GOAL: Please edit the entries from the line containing "of the house." through the end of the entries, replacing "orange tarp" with "blue tarp" and leaving everything else unchanged. Return only those lines.

━━━ DATA IN THIS EXERCISE

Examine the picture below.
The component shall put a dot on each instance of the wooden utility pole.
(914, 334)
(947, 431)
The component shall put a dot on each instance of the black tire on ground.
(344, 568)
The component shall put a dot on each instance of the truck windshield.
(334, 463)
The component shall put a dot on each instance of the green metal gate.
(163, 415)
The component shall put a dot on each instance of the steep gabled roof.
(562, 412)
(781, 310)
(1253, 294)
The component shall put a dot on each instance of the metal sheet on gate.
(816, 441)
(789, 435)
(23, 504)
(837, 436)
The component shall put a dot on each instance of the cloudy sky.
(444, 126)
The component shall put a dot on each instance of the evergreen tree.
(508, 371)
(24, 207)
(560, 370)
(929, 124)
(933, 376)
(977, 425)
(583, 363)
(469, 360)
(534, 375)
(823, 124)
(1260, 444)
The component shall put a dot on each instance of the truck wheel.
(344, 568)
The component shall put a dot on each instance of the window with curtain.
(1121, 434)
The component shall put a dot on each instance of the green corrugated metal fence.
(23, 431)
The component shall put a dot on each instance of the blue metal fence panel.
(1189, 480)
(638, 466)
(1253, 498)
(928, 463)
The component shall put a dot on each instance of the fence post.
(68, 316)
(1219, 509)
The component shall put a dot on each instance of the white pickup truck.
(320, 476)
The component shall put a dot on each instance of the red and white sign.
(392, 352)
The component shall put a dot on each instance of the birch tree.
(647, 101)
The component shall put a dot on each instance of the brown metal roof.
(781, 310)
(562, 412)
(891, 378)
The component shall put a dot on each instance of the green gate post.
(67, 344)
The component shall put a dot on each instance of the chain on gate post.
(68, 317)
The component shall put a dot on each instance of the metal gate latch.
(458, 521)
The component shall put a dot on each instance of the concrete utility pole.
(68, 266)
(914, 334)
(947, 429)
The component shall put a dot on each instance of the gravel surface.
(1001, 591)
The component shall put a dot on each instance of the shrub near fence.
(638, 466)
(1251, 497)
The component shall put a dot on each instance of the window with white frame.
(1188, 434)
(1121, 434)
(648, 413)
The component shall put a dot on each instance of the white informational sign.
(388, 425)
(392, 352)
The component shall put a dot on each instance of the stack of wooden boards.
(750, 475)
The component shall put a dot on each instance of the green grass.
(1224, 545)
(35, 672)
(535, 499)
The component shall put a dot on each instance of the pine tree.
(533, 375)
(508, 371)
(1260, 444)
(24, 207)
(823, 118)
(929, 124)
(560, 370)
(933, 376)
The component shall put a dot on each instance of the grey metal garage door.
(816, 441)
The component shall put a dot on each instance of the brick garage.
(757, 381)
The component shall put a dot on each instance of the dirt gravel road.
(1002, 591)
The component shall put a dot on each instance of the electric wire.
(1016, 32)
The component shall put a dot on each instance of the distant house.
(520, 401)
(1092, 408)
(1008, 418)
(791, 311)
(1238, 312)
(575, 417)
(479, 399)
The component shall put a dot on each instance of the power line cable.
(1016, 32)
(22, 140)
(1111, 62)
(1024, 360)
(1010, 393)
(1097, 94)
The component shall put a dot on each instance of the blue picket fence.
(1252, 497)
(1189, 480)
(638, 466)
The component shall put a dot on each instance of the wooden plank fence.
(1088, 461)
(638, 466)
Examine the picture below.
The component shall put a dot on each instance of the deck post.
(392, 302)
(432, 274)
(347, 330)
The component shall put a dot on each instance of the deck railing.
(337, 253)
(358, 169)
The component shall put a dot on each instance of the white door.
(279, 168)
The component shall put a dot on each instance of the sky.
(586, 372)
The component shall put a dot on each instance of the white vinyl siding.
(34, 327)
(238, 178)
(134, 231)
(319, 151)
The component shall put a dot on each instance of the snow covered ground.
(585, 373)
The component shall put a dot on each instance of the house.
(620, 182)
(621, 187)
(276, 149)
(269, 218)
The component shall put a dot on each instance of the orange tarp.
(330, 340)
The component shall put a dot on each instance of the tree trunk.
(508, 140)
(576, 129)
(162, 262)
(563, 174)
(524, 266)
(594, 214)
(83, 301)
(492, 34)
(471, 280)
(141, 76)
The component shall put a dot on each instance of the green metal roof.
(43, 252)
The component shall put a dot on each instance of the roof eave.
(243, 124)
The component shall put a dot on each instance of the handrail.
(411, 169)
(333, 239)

━━━━━━

COMPLETE RESPONSE:
The component shall put a dot on each instance of the house.
(620, 182)
(621, 187)
(276, 149)
(269, 218)
The component shall put a dot on each instance of the blue tarp.
(330, 340)
The component shall put a dot on each instance of the tree trunk.
(508, 140)
(576, 129)
(162, 262)
(563, 174)
(524, 266)
(594, 214)
(83, 301)
(492, 34)
(471, 280)
(141, 76)
The component shall put a dot on each instance of the green metal roof.
(43, 252)
The component shall put a dot on each instance of the roof eave.
(243, 124)
The component shall put a dot on each instance of the handrail.
(411, 169)
(333, 239)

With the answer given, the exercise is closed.